• ACTIVITY A: Reproduce the passage about stepping away from a project once newcomers take it over, word for word and in full.

Of course, that's not how it feels.

It feels like the new folks to the business think they have a monopoly on the project even though they just joined the company. It feels like they have no respect for the ideas the project was built on, so that their changes to the codebase make no sense, and in fact are counter to the goals that the project was built on.

It feels like they are being jerks.

And who knows… maybe they are. Maybe they aren't. It's not only impossible to tell, it's also completely unimportant. You find yourself in the minority and it's time to move on. No anger, no grief… maybe a bit of sadness for what's been lost, but loss is part of life. You can't allow the project to be what the new blood wants it to be - sees it to be in their minds, if you're there holding them back.

It's also not really fair to just sit in the group and allow the changes to occur around you. That's just gold bricking. Yeah, you know the code, yeah, you like the project, but it's all going in a different direction and it's time to just cut the cord. Allow the project to be what it will be under their stewardship.

• SUPPLIED DATA:

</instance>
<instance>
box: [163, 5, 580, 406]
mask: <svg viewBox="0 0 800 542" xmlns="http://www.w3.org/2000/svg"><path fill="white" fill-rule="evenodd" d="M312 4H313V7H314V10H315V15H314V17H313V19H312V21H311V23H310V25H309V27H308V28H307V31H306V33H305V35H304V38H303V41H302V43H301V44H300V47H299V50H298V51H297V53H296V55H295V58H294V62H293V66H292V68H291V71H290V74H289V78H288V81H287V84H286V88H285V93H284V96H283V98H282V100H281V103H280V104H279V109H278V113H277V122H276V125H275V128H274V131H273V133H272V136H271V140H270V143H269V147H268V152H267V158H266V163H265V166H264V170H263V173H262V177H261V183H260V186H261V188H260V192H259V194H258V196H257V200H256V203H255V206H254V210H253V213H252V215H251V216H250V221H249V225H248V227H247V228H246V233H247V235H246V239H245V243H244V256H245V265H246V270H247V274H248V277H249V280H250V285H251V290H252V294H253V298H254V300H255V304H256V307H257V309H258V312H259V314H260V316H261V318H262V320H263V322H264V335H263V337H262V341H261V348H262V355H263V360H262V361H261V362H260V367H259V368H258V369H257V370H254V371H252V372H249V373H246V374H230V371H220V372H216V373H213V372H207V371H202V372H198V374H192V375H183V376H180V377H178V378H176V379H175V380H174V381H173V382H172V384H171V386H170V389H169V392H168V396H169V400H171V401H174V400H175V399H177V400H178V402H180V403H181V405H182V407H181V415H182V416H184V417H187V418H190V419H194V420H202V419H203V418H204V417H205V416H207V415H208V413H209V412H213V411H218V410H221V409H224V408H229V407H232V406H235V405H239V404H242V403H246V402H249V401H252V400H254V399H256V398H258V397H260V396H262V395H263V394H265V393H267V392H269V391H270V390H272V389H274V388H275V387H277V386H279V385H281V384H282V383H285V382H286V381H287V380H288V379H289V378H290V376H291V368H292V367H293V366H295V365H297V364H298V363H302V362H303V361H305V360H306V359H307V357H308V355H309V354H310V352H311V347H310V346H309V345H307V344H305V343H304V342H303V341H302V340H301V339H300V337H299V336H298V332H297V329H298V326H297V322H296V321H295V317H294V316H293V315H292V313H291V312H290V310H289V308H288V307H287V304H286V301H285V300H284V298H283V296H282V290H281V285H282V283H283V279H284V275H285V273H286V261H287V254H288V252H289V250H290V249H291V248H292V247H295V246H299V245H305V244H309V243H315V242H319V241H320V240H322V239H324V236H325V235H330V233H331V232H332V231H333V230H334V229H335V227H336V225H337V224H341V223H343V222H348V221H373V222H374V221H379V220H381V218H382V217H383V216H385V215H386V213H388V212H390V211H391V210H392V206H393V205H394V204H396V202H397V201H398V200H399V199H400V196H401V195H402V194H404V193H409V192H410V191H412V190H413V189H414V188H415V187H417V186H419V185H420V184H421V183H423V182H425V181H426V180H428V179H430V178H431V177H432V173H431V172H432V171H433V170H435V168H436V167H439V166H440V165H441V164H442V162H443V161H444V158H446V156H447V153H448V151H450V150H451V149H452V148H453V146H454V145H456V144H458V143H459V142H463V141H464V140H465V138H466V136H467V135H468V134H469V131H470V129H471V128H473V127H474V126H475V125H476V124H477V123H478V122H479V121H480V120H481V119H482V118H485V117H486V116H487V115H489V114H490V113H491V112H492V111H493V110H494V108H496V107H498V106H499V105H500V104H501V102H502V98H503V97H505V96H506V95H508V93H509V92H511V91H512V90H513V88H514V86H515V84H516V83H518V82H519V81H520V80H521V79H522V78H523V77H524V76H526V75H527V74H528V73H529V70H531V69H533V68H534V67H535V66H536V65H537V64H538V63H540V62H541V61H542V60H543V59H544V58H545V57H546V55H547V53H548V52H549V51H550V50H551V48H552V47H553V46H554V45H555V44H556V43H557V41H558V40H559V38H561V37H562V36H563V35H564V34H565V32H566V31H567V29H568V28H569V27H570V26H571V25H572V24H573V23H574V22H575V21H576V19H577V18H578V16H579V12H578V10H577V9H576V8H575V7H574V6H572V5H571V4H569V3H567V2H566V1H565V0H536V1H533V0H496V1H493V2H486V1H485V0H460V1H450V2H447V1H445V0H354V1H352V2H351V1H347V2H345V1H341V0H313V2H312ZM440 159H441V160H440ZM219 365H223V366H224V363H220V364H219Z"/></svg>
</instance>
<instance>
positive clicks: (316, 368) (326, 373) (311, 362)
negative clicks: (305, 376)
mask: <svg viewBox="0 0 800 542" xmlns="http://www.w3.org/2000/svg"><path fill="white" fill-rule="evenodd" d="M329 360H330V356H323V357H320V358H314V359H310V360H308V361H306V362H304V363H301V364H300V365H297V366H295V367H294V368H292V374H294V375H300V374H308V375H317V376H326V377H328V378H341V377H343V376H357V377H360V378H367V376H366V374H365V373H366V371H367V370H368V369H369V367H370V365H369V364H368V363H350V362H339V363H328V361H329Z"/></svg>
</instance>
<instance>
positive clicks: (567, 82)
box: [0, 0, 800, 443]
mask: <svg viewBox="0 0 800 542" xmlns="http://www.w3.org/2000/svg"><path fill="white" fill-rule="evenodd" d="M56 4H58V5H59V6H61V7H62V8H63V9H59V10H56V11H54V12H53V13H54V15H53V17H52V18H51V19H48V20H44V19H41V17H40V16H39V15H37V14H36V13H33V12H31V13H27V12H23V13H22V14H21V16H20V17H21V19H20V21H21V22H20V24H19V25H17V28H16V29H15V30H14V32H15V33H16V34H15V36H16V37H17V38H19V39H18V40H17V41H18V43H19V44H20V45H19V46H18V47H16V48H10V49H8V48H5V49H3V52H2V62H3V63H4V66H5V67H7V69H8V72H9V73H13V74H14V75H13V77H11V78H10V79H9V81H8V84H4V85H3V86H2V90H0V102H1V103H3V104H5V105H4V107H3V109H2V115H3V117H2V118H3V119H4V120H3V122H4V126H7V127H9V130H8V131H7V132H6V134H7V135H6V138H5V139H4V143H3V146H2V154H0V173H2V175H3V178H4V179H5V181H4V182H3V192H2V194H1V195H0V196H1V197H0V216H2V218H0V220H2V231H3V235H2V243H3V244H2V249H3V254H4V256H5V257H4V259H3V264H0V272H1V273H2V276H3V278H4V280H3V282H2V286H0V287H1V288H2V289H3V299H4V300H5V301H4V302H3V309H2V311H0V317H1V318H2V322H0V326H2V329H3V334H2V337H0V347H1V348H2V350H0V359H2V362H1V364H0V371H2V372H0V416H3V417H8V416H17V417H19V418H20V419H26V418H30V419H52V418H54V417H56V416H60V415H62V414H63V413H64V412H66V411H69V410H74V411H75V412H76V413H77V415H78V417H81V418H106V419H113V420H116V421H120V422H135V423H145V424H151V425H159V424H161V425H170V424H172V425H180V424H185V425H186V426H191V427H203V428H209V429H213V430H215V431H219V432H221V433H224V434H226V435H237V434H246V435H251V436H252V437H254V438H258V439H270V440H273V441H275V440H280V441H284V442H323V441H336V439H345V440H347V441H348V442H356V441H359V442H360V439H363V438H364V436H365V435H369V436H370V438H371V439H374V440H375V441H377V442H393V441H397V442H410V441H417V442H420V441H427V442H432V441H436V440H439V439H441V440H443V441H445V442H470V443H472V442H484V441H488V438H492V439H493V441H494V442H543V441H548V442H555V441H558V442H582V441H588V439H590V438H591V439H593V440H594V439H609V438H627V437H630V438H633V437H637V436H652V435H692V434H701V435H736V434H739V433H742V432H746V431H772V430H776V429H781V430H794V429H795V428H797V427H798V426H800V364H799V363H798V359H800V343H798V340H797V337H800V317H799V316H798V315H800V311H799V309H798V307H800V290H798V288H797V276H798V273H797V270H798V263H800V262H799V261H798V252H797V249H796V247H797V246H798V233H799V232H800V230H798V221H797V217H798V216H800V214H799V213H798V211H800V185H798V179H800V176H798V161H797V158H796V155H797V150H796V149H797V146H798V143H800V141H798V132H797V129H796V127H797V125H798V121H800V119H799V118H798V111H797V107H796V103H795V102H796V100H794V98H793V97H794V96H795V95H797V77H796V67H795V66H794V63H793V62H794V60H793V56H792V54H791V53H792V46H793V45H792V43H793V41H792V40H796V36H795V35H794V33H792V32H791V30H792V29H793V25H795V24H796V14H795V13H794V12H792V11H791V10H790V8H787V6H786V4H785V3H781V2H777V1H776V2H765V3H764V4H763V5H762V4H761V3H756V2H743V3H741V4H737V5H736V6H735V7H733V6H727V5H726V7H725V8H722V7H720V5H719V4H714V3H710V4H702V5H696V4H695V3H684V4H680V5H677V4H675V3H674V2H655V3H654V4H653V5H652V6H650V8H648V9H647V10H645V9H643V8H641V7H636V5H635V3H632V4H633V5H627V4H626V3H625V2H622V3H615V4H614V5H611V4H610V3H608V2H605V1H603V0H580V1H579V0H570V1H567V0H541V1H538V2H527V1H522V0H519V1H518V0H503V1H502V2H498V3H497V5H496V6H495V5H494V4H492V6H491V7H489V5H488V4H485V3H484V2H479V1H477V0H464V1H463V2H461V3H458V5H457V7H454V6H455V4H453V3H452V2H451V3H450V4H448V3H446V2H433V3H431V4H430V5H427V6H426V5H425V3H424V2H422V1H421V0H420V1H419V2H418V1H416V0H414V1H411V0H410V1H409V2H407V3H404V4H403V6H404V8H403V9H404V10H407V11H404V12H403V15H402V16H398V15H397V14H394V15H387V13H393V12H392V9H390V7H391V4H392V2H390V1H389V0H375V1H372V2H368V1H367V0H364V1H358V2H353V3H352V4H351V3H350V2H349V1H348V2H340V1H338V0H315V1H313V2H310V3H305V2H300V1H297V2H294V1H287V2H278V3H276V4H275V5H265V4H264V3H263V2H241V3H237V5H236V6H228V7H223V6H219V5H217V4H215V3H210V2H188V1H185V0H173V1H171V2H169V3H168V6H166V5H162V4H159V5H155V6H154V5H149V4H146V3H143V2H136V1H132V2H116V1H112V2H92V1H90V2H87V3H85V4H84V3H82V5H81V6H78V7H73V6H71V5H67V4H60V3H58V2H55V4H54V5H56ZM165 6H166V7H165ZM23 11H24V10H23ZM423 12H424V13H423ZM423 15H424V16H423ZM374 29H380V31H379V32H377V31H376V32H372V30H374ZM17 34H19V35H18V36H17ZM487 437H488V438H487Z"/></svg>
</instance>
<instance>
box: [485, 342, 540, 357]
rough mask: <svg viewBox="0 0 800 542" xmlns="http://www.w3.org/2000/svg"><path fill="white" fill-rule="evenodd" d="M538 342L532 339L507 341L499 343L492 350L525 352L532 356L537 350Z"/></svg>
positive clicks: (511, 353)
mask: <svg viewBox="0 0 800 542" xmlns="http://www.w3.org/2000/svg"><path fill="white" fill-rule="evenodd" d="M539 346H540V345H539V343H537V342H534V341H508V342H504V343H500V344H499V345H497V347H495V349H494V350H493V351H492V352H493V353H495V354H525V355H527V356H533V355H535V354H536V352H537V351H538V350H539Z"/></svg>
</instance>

• ACTIVITY B: Locate each line in the entries above that contains the string "positive" and copy those lines out.

• ANSWER SECTION A:
Of course, that's not how it feels.

It feels like the new folks to the business think they have a monopoly on the project even though they just joined the company. It feels like they have no respect for the ideas the project was built on, so that their changes to the codebase make no sense, and in fact are counter to the goals that the project was built on.

It feels like they are being jerks.

And who knows… maybe they are. Maybe they aren't. It's not only impossible to tell, it's also completely unimportant. You find yourself in the minority and it's time to move on. No anger, no grief… maybe a bit of sadness for what's been lost, but loss is part of life. You can't allow the project to be what the new blood wants it to be - sees it to be in their minds, if you're there holding them back.

It's also not really fair to just sit in the group and allow the changes to occur around you. That's just gold bricking. Yeah, you know the code, yeah, you like the project, but it's all going in a different direction and it's time to just cut the cord. Allow the project to be what it will be under their stewardship.

• ANSWER SECTION B:
positive clicks: (316, 368) (326, 373) (311, 362)
positive clicks: (567, 82)
positive clicks: (511, 353)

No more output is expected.